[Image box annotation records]

____________________

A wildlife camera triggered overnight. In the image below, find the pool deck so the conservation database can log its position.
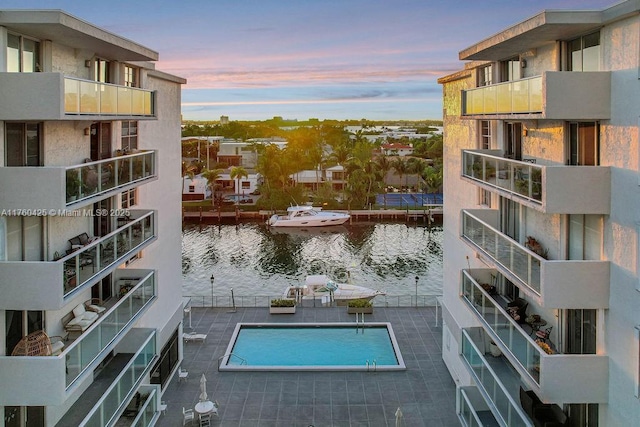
[156,307,460,427]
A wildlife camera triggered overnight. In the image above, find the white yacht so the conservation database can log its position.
[267,206,351,227]
[284,274,386,305]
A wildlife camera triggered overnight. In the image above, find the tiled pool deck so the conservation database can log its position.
[157,307,460,427]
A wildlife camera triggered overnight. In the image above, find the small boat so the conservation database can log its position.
[284,274,386,305]
[267,206,351,227]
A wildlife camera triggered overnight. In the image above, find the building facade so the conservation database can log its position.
[0,10,185,426]
[439,1,640,427]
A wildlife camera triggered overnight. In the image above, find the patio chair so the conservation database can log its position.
[178,366,189,382]
[182,406,196,427]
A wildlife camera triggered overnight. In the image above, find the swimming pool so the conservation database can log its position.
[219,322,406,371]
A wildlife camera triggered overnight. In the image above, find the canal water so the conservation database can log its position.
[182,221,443,306]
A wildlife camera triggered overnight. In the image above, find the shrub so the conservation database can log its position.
[347,299,373,308]
[271,299,296,307]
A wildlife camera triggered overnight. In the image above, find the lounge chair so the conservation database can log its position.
[182,332,207,342]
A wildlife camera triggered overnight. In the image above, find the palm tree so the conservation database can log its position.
[202,169,222,205]
[375,154,391,209]
[229,166,249,194]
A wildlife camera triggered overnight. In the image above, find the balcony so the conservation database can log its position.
[456,386,500,427]
[0,318,155,408]
[462,328,533,427]
[0,210,157,310]
[57,329,157,427]
[0,73,156,121]
[462,71,611,120]
[0,150,158,211]
[462,209,610,309]
[462,270,609,403]
[462,150,611,215]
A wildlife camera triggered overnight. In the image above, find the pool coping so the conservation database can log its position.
[218,322,407,372]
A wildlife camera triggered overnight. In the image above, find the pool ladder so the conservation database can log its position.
[356,313,364,334]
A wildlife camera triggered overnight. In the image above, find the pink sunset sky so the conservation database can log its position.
[6,0,615,120]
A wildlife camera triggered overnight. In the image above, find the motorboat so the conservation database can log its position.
[267,206,351,227]
[284,274,386,305]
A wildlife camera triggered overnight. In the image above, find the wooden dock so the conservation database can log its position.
[182,204,442,224]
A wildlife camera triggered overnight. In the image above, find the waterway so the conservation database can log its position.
[182,221,443,305]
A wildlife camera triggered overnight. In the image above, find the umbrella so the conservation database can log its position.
[200,374,208,402]
[396,407,402,427]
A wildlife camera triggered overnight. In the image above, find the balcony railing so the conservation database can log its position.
[462,150,544,205]
[462,271,546,385]
[462,71,611,120]
[457,386,500,427]
[80,331,156,427]
[462,150,611,214]
[64,77,154,116]
[462,211,544,294]
[462,329,533,427]
[63,211,156,297]
[63,271,157,388]
[65,151,156,205]
[128,385,160,427]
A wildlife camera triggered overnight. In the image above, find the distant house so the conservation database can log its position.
[380,143,413,157]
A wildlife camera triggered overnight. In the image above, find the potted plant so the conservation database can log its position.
[347,299,373,314]
[269,298,296,314]
[66,170,82,202]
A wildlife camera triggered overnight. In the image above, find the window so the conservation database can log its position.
[7,34,42,73]
[569,122,600,166]
[478,65,493,87]
[5,123,42,166]
[121,188,138,209]
[124,65,138,87]
[567,31,600,71]
[93,58,111,83]
[479,188,491,208]
[565,309,598,354]
[121,121,138,151]
[478,120,491,150]
[500,57,522,82]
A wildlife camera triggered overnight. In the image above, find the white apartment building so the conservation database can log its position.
[439,0,640,427]
[0,10,185,427]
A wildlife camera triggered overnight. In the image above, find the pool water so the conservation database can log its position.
[221,323,404,370]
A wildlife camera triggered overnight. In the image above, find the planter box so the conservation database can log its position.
[347,307,373,314]
[269,306,296,314]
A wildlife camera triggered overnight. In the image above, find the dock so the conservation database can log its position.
[182,204,442,224]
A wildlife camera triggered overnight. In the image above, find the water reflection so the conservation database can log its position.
[182,222,442,296]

____________________

> _REQUEST_: Update the listing above so that every "conservation database" becomes "habitat survey", with all other text left as it is. Leave the pictures out of your output.

> _SOLUTION_:
A wildlife camera triggered overnight. In the image below, find the pool deck so the habitat survey can log its position.
[156,307,460,427]
A wildlife camera triggered overnight. In the image above, find the white yacht so the habitat survey can log its position.
[267,206,351,227]
[284,274,386,305]
A wildlife camera triggered overnight. In the image above, find the tiled pool deck so the habitat survey can log its position.
[157,307,460,427]
A wildlife camera triggered overnight. In the image above, find the small boat so the habitat survey can log its position.
[284,274,386,305]
[267,206,351,227]
A wildlife camera triggered overnight. In the image above, find the building facade so the habitat survey can log its position.
[0,10,185,426]
[439,1,640,427]
A wildlife camera triggered overnight. In the image above, find the patio chair so the habitat survey can log its position.
[178,366,189,382]
[182,406,196,427]
A wildlife camera triggered overnight. In the image above, find the swimming pool so the habitat survey can log its position.
[219,322,406,371]
A wildlife camera triggered overnight. In the image above, find the canal water so the habitat survey can log its position.
[182,221,443,306]
A wildlife camera triggered overnight. In the image above, find the shrub so the habitat survey can log its position.
[347,299,373,308]
[271,299,296,307]
A wildlife camera triggered overnight. In the image above, find the lounge chair so the habitat survey can log its position.
[182,332,207,342]
A wildlife camera triggered overnight. In the image above, find the palm tree so the habitat survey can log its position.
[202,169,222,205]
[375,154,391,209]
[229,166,249,194]
A wildlife camera triggered overnight. In the image above, find the balcony so the habitat survey can log its position.
[456,386,500,427]
[0,318,155,408]
[462,328,533,427]
[0,210,157,310]
[57,329,157,427]
[0,73,156,121]
[462,71,611,120]
[0,150,158,211]
[462,209,610,309]
[462,270,609,403]
[462,150,611,215]
A wildlife camera triggered overnight. In the image above, find the pool coping so the habitat survey can log its position.
[218,322,407,372]
A wildlife camera triggered overnight. In the image above, find the pool ladder so the habitat survey can log its position.
[356,313,364,334]
A wildlife camera triggered overnight. In the image above, find the pink sunset sky so the habitat survey can log its position.
[6,0,615,120]
A wildlife camera triggered overnight. In the image above, find the motorboat so the habitat survey can log its position.
[267,206,351,227]
[284,274,386,305]
A wildlife camera triggered overnight. In the image above, find the wooden dock so the habitat survey can log its position.
[182,204,442,224]
A wildlife camera triggered overnight. In the image above, find the waterway so the habitat survey can log its position.
[182,221,443,305]
A wildlife camera triggered overnight. In the image above, find the umbrella so the habitat survey can log its position.
[200,374,208,402]
[396,407,402,427]
A wildlife camera triggered overnight. In the image above, find the balcony railing so the habitat survey can log its position.
[462,150,544,205]
[462,271,546,385]
[462,71,611,120]
[457,386,500,427]
[80,331,156,427]
[462,150,611,214]
[64,77,154,116]
[462,211,544,294]
[462,329,533,427]
[63,211,156,297]
[63,271,157,388]
[65,151,156,205]
[128,385,160,427]
A wildlife camera triggered overnight. In the image above, find the distant house so the habitat survey can log its position.
[380,143,413,157]
A wildlife camera triggered overnight. In the image above, find the potted plant so the habitat survey can log its position.
[347,299,373,314]
[269,298,296,314]
[66,170,82,202]
A wildlife camera triggered overnight. In the image above, find the window so the habitat survey can log its position.
[7,34,42,73]
[569,122,600,166]
[478,65,493,87]
[5,123,42,166]
[121,188,138,209]
[124,65,138,87]
[567,31,600,71]
[93,58,111,83]
[479,188,491,208]
[565,309,598,354]
[121,121,138,151]
[478,120,491,150]
[500,57,522,82]
A wildlife camera triggered overnight. In the image above, find the white apartment building so the habitat survey can log its position.
[439,0,640,427]
[0,10,185,427]
A wildlife camera triggered overnight. In the image above, find the pool water so the habitat survey can log its position.
[221,323,404,370]
A wildlife camera triggered overnight. In the image above, find the planter box so the habitat survey can log its position.
[347,307,373,314]
[269,306,296,314]
A wildlife camera triggered overnight. In the image above, find the dock so the habitat survey can log its position.
[182,204,442,224]
A wildlife camera triggered overnight. In the image above, find the water reflection so the habitat survey can log its position.
[182,222,442,296]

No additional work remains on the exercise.